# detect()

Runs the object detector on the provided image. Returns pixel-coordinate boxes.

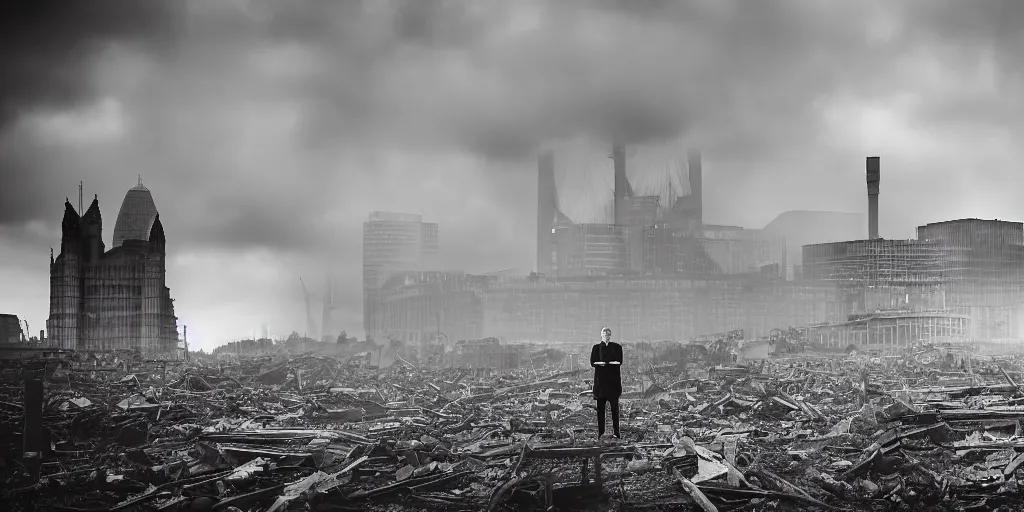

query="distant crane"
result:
[299,278,319,339]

■ ■ ■

Written exercise:
Lay out the entries above as a Markdown table with columns "Row" and "Line", numbering each non-blank line in order and skipping blank ones. Leave the pictures out of the table.

Complete output:
| Row | Line |
|---|---|
| 1 | # detect() |
| 2 | Runs the object detector on the provided image. Returns pixel-coordinate boxes. |
| 3 | query="distant crane" |
| 4 | result: |
| 5 | [299,278,319,339] |